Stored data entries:
● ● ●

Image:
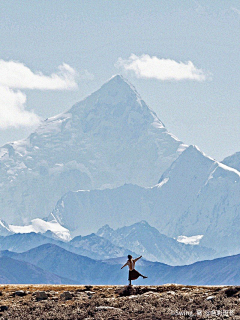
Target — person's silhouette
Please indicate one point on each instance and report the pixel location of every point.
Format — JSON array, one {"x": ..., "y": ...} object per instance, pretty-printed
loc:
[{"x": 133, "y": 274}]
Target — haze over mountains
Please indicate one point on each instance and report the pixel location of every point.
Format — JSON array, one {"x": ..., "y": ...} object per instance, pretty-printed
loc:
[
  {"x": 56, "y": 265},
  {"x": 108, "y": 139},
  {"x": 109, "y": 163}
]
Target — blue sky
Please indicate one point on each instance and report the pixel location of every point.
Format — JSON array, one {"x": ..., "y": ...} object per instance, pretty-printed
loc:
[{"x": 87, "y": 39}]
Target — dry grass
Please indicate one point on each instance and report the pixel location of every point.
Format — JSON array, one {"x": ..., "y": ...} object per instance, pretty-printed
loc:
[{"x": 120, "y": 302}]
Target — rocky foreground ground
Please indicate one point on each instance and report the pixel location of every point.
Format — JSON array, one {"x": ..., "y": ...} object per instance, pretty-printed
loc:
[{"x": 119, "y": 302}]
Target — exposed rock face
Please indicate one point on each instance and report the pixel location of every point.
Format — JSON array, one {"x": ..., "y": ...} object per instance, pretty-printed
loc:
[{"x": 108, "y": 139}]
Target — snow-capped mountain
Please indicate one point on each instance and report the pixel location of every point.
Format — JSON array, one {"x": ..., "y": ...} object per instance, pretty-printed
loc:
[
  {"x": 154, "y": 246},
  {"x": 233, "y": 161},
  {"x": 108, "y": 139},
  {"x": 5, "y": 229},
  {"x": 196, "y": 196}
]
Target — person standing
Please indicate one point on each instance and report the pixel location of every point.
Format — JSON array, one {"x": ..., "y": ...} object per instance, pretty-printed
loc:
[{"x": 133, "y": 274}]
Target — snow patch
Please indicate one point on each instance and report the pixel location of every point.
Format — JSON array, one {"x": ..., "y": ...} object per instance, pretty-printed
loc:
[
  {"x": 193, "y": 240},
  {"x": 41, "y": 226}
]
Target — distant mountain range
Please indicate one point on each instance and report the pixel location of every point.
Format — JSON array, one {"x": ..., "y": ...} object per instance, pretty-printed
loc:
[
  {"x": 139, "y": 238},
  {"x": 109, "y": 161},
  {"x": 16, "y": 271},
  {"x": 59, "y": 263},
  {"x": 105, "y": 140},
  {"x": 195, "y": 196},
  {"x": 154, "y": 246}
]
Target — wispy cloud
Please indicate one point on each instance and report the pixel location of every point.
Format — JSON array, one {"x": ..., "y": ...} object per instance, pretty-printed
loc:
[
  {"x": 15, "y": 76},
  {"x": 236, "y": 10},
  {"x": 12, "y": 109},
  {"x": 148, "y": 67}
]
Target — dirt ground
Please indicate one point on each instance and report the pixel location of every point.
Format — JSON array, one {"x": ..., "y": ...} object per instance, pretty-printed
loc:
[{"x": 119, "y": 302}]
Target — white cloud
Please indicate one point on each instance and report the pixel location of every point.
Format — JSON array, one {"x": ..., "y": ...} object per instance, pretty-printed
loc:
[
  {"x": 15, "y": 76},
  {"x": 161, "y": 69},
  {"x": 12, "y": 109},
  {"x": 236, "y": 10}
]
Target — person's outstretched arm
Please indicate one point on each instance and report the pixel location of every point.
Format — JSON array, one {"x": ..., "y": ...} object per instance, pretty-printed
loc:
[
  {"x": 137, "y": 258},
  {"x": 124, "y": 265}
]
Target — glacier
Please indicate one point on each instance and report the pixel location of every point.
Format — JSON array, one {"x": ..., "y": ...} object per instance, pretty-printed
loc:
[{"x": 110, "y": 138}]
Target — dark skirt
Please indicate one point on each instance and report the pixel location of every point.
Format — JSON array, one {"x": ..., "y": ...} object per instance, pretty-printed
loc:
[{"x": 133, "y": 275}]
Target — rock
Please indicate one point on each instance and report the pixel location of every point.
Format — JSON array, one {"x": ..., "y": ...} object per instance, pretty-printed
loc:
[
  {"x": 105, "y": 308},
  {"x": 41, "y": 295},
  {"x": 66, "y": 295},
  {"x": 171, "y": 292},
  {"x": 210, "y": 298},
  {"x": 149, "y": 293},
  {"x": 90, "y": 293},
  {"x": 3, "y": 308},
  {"x": 231, "y": 291},
  {"x": 20, "y": 293}
]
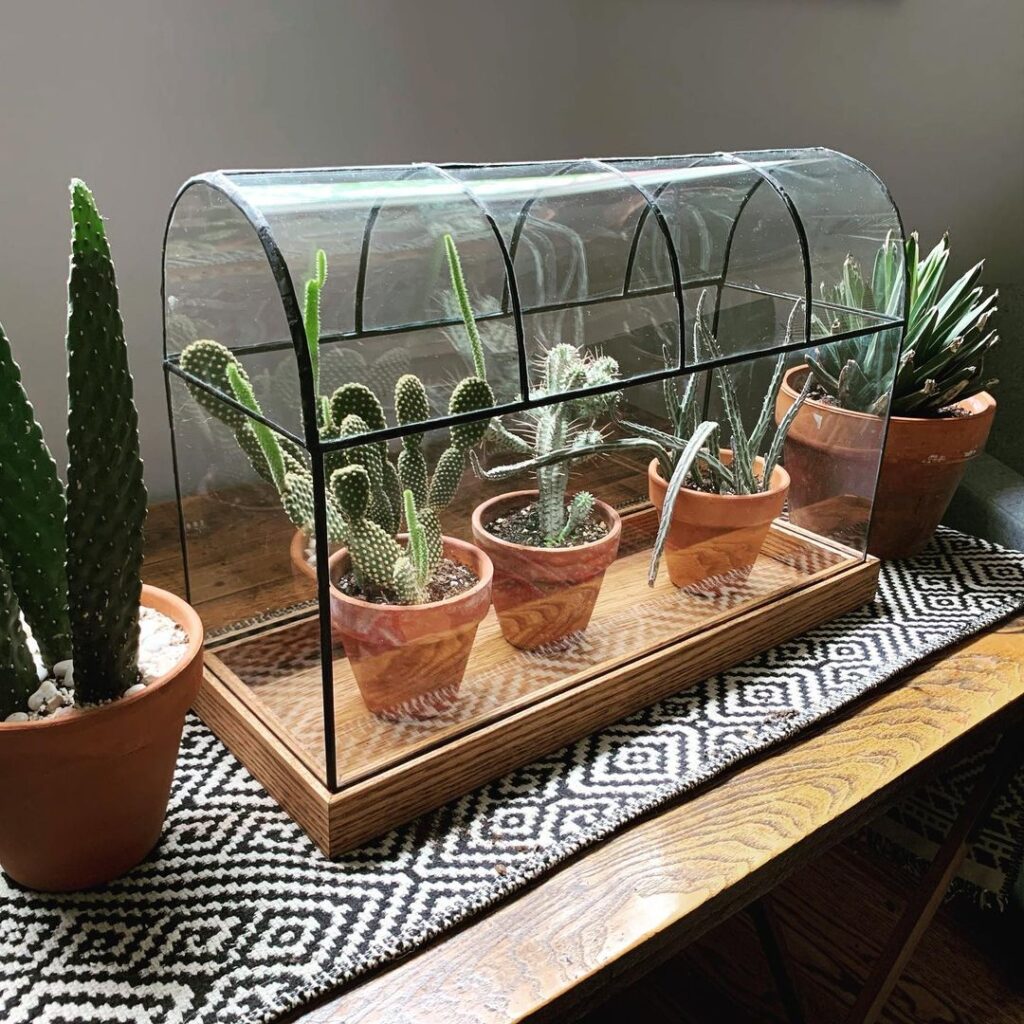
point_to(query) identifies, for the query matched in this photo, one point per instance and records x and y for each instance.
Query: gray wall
(135, 95)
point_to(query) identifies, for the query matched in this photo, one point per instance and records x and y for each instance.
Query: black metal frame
(220, 181)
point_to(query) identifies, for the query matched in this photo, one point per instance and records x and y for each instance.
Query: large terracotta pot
(714, 540)
(544, 594)
(83, 796)
(409, 659)
(833, 457)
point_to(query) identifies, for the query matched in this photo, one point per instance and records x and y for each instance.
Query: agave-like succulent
(942, 358)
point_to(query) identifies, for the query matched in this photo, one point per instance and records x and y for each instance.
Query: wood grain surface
(567, 942)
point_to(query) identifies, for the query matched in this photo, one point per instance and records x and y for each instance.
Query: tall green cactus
(71, 569)
(32, 515)
(354, 410)
(105, 496)
(568, 426)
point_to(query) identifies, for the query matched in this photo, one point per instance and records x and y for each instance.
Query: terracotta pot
(544, 594)
(409, 659)
(833, 456)
(714, 540)
(83, 796)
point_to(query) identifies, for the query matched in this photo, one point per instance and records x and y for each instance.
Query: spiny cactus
(354, 410)
(567, 427)
(947, 336)
(72, 571)
(105, 495)
(32, 514)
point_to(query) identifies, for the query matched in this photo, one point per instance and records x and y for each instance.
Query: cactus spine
(105, 495)
(368, 495)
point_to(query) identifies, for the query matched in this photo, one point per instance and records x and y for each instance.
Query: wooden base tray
(262, 692)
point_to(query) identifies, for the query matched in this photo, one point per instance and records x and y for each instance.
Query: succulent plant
(354, 410)
(567, 428)
(947, 336)
(689, 455)
(70, 566)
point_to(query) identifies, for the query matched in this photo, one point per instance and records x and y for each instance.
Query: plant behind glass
(368, 494)
(942, 358)
(689, 455)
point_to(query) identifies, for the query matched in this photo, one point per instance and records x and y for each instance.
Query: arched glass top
(610, 255)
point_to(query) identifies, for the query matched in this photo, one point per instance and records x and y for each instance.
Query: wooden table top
(612, 912)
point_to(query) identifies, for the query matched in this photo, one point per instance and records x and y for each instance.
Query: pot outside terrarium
(714, 540)
(409, 659)
(544, 594)
(83, 795)
(833, 458)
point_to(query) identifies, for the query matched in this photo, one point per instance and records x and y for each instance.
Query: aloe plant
(689, 455)
(354, 410)
(947, 336)
(70, 565)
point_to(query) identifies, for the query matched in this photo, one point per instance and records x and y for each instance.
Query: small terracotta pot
(714, 540)
(409, 659)
(83, 796)
(833, 456)
(544, 594)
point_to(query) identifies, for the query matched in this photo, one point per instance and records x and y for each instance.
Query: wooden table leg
(928, 894)
(773, 945)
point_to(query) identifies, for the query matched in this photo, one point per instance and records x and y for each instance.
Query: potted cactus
(941, 412)
(550, 553)
(404, 606)
(93, 690)
(716, 504)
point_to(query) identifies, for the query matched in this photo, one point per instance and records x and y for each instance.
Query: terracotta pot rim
(779, 481)
(481, 584)
(182, 613)
(988, 404)
(611, 517)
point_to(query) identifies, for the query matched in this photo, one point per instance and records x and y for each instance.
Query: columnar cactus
(565, 430)
(107, 499)
(70, 567)
(353, 410)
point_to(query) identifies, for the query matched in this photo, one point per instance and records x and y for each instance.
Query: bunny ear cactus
(107, 499)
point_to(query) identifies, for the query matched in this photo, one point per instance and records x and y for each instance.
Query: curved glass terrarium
(615, 306)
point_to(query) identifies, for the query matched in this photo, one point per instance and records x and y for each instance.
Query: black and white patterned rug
(237, 918)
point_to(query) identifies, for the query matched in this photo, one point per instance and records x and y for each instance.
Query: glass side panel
(847, 215)
(218, 286)
(457, 670)
(571, 232)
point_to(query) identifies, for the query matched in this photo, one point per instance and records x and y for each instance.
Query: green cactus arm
(466, 309)
(470, 395)
(17, 668)
(267, 438)
(580, 508)
(417, 548)
(297, 502)
(107, 499)
(505, 440)
(32, 516)
(775, 451)
(446, 477)
(683, 465)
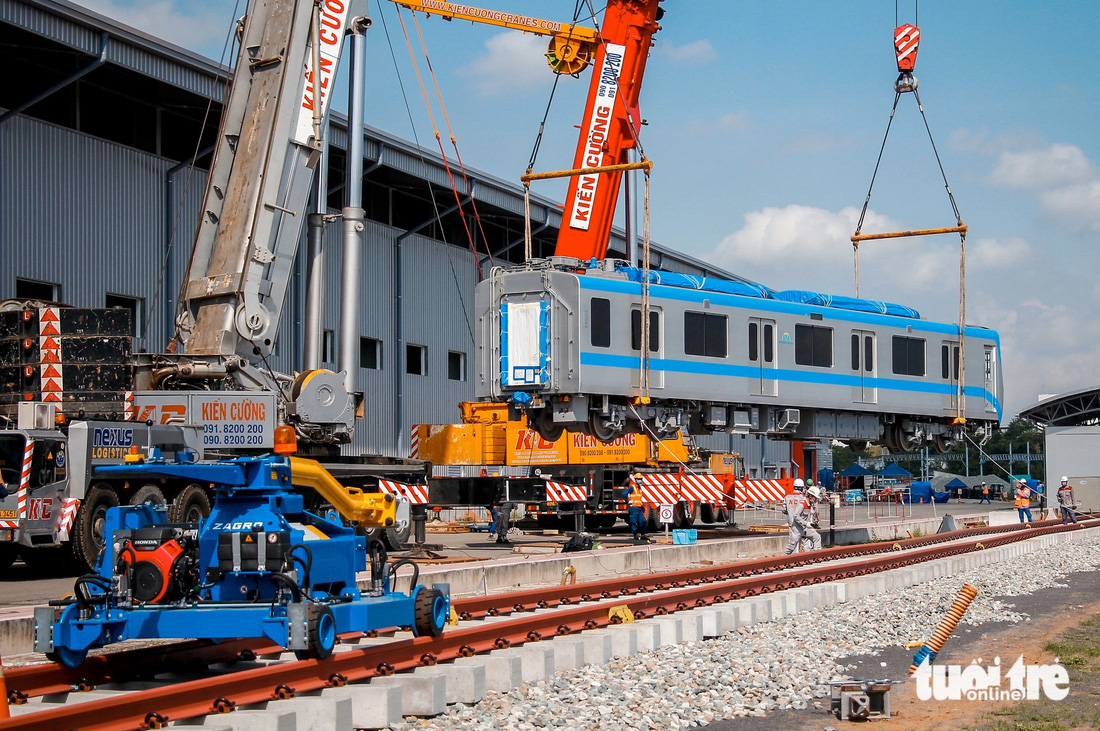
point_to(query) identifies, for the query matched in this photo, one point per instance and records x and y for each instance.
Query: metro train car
(563, 341)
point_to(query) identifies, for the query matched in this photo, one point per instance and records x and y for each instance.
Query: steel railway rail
(576, 608)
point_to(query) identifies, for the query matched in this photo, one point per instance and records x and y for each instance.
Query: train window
(655, 332)
(813, 346)
(601, 322)
(908, 356)
(705, 334)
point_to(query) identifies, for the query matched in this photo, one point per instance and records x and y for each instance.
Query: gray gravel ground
(765, 668)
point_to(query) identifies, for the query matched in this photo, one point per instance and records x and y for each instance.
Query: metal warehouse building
(106, 136)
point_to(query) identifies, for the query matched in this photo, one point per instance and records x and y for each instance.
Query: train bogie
(570, 344)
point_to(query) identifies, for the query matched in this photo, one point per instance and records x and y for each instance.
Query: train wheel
(602, 430)
(147, 495)
(190, 506)
(546, 427)
(429, 612)
(90, 524)
(320, 633)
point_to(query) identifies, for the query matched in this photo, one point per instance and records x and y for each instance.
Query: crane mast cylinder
(351, 274)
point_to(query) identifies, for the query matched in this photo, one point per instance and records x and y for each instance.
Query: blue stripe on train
(782, 375)
(598, 284)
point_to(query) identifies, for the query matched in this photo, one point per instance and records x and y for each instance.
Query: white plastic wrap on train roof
(846, 302)
(692, 281)
(752, 289)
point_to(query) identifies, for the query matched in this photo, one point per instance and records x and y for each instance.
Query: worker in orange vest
(636, 513)
(1023, 500)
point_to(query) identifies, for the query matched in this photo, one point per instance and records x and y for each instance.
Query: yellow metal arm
(571, 50)
(369, 509)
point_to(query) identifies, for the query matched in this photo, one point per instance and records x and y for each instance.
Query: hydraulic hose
(416, 572)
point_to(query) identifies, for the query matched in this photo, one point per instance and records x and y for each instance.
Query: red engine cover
(906, 37)
(152, 569)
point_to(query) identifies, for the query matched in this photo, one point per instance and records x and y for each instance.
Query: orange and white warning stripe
(415, 494)
(759, 490)
(662, 488)
(50, 353)
(563, 493)
(24, 478)
(66, 517)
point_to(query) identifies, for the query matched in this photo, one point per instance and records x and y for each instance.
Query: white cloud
(512, 62)
(1057, 166)
(695, 53)
(197, 26)
(1064, 180)
(1047, 346)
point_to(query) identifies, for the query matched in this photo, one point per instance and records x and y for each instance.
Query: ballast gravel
(762, 667)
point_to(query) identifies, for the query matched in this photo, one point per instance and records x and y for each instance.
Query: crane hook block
(906, 37)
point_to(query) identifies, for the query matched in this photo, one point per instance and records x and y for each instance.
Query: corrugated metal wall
(95, 218)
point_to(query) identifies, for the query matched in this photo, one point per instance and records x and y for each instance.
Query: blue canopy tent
(893, 471)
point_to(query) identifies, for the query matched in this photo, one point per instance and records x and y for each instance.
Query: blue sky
(765, 121)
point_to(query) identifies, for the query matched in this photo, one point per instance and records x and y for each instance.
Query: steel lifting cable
(419, 151)
(454, 144)
(442, 152)
(905, 45)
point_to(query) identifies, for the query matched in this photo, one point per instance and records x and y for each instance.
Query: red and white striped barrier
(659, 488)
(24, 478)
(562, 493)
(758, 490)
(65, 518)
(415, 494)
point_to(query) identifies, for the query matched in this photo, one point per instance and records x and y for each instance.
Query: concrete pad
(625, 640)
(253, 721)
(691, 627)
(537, 658)
(465, 684)
(649, 635)
(421, 695)
(597, 646)
(502, 672)
(316, 712)
(372, 706)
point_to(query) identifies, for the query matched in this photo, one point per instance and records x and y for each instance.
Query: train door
(864, 366)
(991, 394)
(762, 354)
(656, 345)
(949, 372)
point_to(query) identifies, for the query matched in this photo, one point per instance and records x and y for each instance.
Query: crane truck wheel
(89, 524)
(707, 513)
(147, 495)
(429, 612)
(190, 506)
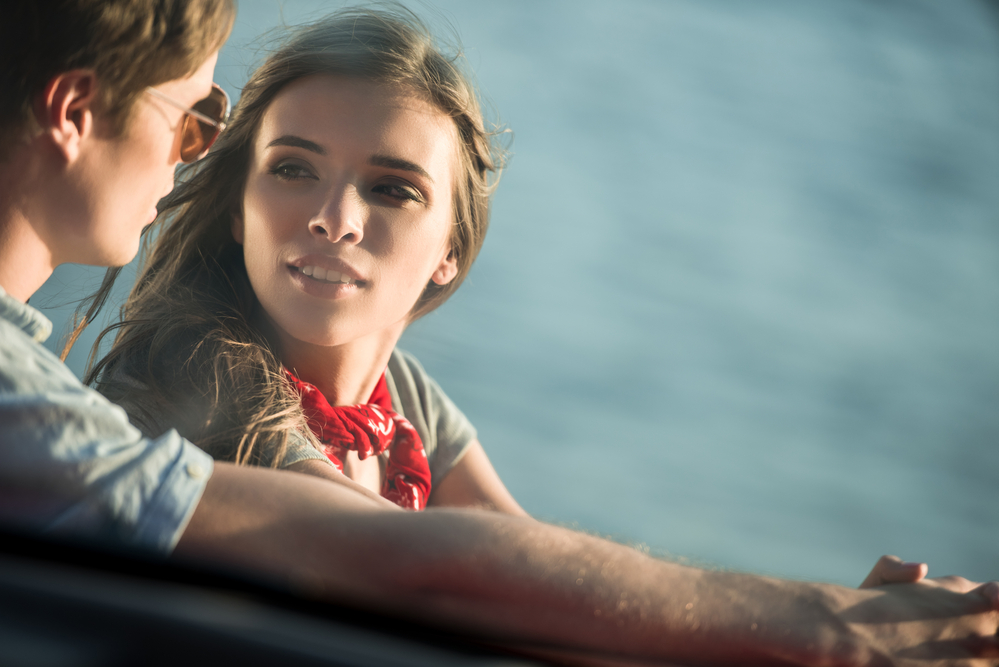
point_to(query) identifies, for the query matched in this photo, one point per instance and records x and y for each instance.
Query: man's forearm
(524, 581)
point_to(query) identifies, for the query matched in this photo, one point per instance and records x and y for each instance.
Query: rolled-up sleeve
(71, 463)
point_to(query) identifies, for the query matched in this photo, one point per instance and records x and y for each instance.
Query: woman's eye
(398, 191)
(290, 171)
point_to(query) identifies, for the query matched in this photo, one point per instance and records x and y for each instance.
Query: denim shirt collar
(24, 316)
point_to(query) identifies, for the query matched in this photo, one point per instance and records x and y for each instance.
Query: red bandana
(369, 430)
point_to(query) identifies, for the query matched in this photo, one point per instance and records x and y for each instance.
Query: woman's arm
(473, 482)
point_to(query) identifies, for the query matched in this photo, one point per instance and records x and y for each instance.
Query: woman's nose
(341, 218)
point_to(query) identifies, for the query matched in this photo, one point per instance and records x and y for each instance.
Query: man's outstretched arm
(514, 577)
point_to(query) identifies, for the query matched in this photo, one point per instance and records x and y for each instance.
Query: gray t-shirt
(71, 463)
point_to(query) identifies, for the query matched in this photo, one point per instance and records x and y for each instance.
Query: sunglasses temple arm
(192, 112)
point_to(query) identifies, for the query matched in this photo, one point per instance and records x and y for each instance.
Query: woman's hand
(892, 570)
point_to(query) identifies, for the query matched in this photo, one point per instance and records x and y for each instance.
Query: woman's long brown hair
(192, 348)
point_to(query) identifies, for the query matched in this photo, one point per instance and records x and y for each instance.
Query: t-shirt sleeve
(445, 431)
(71, 463)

● ● ●

What to work on:
Please show, exactly as written, every line above that contains the word "snow".

Completed task:
Target — snow-capped mountain
Target — snow patch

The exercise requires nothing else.